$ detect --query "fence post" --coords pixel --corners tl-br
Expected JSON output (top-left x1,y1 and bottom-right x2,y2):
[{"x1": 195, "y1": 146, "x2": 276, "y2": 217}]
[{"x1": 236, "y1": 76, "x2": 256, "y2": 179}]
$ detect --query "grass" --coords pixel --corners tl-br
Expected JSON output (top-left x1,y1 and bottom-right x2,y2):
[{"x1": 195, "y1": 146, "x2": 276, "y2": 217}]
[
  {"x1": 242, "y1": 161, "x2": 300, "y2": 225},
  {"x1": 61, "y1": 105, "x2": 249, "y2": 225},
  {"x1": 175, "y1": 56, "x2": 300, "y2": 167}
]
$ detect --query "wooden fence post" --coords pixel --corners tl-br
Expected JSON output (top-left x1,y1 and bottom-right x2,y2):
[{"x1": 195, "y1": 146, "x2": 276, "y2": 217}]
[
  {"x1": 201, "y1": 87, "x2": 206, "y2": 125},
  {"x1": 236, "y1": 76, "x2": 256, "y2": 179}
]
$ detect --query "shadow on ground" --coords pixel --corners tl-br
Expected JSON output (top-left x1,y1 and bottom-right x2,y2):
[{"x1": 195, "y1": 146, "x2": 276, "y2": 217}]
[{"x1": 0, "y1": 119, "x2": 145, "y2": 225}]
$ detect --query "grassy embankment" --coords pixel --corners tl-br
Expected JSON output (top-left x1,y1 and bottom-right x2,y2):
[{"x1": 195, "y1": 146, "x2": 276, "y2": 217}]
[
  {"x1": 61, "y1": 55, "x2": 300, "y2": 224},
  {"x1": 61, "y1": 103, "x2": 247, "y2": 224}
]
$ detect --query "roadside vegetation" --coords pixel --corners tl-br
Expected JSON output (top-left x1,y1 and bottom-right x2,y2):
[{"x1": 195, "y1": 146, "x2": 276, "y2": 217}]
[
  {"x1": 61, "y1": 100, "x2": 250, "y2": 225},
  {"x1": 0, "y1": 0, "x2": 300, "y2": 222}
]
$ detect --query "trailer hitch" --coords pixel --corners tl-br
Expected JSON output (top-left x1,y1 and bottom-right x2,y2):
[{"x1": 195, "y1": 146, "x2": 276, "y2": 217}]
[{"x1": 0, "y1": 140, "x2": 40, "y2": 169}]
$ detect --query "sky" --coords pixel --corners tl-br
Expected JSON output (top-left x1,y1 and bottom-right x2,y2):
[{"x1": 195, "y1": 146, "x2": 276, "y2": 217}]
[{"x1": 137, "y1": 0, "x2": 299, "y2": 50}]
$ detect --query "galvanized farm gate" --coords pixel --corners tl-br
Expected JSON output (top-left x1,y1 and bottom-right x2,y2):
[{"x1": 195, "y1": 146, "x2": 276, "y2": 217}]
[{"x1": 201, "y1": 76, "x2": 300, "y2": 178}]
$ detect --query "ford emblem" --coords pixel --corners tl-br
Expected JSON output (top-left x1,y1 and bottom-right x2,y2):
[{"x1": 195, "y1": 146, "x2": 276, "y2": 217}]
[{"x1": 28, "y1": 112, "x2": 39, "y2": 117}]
★ ★ ★ ★ ★
▶ [WORK TO COMPLETE]:
How many lines in the items above contain the string "query"? Uppercase and lowercase letters count as different. Reply with the number alone.

▶ [SOLUTION TO THIS EXERCISE]:
10